=== TEXTE DE LA PAGE ===
J'adore les histoires de voyages dans le temps. Aussi ne pouvais-je rater le livre du grand
Stephen King intitulé « 22/11/63 », jour néfaste marquant l'assassinat du 35è président des Etats-Unis d'Amérique :
John Fitzgerald Kennedy à Dallas (Texas) par un illuminé du nom de Lee Harvey Oswald.
Jake Epping est un prof d'anglais tranquille de Lisbon Falls, état du Maine, son copain le restaurateur al lui dévoile une nuit qu'il existe un portail temporel dans sa réserve lui permettant de se retrouver toujours à la même date de l'année 1958, le 9 septembre. al sait qu'il va mourir d'un cancer du poumon d'avoir beaucoup trop fumé et il sait aussi qu'il ne pourra mener à bien la mission qu'il s'était donnée : abattre Oswald avant que ce dernier ne tire sur Kennedy.
=== DONNÉES FOURNIES ===
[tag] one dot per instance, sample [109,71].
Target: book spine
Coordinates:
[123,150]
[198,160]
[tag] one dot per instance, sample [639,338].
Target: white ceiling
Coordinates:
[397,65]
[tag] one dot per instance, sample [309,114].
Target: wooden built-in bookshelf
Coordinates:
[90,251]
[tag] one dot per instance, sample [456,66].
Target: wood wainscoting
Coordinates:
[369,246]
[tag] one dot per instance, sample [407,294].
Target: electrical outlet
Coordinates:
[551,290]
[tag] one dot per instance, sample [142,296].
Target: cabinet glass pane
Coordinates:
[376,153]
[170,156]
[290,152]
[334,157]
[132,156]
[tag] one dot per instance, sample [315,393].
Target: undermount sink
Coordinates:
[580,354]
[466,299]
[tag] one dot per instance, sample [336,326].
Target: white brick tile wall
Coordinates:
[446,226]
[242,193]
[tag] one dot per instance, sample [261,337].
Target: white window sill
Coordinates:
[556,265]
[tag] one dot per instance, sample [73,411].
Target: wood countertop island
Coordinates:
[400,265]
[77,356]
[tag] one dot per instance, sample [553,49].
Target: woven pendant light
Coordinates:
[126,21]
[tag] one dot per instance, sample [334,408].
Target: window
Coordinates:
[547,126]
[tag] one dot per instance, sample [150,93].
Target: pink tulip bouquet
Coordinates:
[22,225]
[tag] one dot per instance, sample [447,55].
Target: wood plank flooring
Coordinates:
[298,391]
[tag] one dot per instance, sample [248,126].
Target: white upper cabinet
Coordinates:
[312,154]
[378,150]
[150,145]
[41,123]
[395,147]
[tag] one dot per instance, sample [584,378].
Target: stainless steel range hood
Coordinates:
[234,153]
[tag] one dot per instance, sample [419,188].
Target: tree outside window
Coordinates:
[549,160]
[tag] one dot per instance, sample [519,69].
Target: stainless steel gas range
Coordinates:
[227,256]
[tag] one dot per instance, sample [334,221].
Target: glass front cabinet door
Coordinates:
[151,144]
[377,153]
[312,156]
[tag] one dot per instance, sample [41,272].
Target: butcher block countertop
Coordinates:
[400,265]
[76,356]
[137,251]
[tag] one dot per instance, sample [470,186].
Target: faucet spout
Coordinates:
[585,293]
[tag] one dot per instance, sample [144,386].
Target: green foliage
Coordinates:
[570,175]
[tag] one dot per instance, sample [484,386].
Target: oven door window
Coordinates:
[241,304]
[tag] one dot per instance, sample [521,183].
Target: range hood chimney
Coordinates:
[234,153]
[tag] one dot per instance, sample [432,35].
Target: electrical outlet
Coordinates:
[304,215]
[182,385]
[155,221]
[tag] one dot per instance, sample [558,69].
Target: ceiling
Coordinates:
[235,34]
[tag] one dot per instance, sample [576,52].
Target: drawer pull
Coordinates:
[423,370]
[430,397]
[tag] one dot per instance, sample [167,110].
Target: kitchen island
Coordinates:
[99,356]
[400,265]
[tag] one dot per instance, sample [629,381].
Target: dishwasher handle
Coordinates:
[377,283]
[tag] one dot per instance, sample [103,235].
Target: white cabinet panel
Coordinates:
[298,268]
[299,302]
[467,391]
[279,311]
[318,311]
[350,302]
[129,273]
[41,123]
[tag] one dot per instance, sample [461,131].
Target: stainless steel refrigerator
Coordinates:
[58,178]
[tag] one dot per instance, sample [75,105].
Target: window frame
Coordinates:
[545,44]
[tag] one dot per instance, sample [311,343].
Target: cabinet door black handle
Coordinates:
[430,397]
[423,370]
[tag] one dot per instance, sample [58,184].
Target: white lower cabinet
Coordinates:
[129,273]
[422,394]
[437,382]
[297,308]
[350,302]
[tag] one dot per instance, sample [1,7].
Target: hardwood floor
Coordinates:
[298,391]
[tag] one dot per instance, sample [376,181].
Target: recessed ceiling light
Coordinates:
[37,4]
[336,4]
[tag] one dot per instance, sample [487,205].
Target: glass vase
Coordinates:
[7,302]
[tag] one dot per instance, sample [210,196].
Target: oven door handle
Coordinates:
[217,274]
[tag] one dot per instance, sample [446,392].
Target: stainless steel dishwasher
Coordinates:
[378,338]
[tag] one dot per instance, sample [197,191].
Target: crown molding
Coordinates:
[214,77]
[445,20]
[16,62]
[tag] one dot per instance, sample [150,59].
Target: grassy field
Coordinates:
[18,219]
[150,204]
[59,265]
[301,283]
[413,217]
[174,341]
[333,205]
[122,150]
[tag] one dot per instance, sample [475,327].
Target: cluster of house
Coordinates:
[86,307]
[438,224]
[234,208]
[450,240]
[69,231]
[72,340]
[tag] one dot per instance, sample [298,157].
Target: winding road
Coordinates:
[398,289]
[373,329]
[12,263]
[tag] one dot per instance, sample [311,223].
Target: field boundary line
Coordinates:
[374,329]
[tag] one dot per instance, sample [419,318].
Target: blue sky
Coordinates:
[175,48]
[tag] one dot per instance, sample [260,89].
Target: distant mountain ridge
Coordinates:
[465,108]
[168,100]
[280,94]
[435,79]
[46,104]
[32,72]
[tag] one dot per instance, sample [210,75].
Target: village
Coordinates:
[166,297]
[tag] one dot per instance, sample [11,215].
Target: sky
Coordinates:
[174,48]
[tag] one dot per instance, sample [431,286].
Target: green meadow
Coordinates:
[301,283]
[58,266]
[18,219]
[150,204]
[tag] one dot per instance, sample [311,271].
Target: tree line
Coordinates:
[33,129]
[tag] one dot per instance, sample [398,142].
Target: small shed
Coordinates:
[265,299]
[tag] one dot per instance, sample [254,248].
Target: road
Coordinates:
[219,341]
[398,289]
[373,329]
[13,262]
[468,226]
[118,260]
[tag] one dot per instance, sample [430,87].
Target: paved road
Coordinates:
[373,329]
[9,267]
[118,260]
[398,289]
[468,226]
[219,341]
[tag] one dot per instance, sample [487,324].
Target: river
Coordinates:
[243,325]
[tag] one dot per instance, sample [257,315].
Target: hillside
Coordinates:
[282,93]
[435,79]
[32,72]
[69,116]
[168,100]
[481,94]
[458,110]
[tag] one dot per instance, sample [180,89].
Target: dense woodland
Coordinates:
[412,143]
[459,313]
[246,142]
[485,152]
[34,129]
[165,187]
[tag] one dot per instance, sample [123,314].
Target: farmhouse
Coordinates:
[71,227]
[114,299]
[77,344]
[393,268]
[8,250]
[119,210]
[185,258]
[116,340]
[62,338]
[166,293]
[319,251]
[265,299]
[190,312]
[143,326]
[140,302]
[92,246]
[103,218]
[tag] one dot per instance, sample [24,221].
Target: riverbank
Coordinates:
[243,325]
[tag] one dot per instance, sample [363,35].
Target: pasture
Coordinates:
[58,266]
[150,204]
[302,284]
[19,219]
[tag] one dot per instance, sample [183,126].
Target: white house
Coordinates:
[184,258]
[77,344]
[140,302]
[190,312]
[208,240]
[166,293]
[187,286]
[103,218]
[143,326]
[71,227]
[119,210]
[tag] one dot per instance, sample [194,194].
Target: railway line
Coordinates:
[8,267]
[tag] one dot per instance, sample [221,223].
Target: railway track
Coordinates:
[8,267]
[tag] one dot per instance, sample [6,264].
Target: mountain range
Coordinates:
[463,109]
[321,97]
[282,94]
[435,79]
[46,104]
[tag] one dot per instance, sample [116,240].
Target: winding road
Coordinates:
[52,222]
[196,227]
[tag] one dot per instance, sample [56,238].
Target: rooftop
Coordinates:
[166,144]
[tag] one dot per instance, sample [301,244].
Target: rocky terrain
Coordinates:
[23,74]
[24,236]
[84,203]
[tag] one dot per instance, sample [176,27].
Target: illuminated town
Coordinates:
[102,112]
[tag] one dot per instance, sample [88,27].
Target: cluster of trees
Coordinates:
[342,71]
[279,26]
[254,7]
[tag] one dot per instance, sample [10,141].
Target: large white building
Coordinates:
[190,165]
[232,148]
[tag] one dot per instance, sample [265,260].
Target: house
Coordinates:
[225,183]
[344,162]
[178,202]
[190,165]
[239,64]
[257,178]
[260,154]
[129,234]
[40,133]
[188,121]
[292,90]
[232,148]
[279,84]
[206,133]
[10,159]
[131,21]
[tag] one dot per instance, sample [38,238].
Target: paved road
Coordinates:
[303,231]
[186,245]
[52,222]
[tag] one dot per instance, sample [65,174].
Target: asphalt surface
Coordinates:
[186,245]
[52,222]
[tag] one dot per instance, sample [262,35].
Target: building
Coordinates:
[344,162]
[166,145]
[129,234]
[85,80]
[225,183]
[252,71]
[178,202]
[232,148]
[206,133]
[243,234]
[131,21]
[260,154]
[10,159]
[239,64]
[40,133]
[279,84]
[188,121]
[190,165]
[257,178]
===
* ACTIONS À RÉALISER
**1.** Selon le texte sur « 22/11/63 », à quelle date de l'année 1958 le portail temporel ramène-t-il toujours ?
**2.** Extrayez du texte sur « 22/11/63 » tout le passage allant de « J'adore les histoires » jusqu'à « Lee Harvey Oswald. ».
**3.** Poursuivez le texte sur « 22/11/63 » à partir de l'endroit où il s'arrête.

* RÉSULTATS PAR TÂCHE
**1.** Le 9 septembre 1958.

**2.**
J'adore les histoires de voyages dans le temps. Aussi ne pouvais-je rater le livre du grand
Stephen King intitulé « 22/11/63 », jour néfaste marquant l'assassinat du 35è président des Etats-Unis d'Amérique :
John Fitzgerald Kennedy à Dallas (Texas) par un illuminé du nom de Lee Harvey Oswald.

**3.**
Quel que soit le temps passé en 1958, lors du retour en 2011, il ne se sera écoulé que deux minutes exactement. Chaque passage par le portail vers 1958 remettant tout ce qui a été fait par notre protagoniste dans ce passé exactement à zéro. Cependant de 1958 à 1963, le temps passe malgré tout régulièrement, marquant le voyageur à jamais. Aussi aux yeux de Jake, al a-t-il semblé vieillir en très peu de temps alors que pour Al, parti explorer le passé, de longues années s'y sont déroulées durant lesquelles il est tombé malade.
Jake accepte le défi que lui laisse al en mourant d'autant plus qu'il vient d'être marqué par la rencontre au collège du seul rescapé d'un massacre familial… Mais le passé sait résister au changement comme le corps à un virus et Jake va devoir affronter bien des péripéties.
Dès que l'on aborde le thème du voyage temporel, nous nous heurtons à de multiples paradoxes, bien sûr.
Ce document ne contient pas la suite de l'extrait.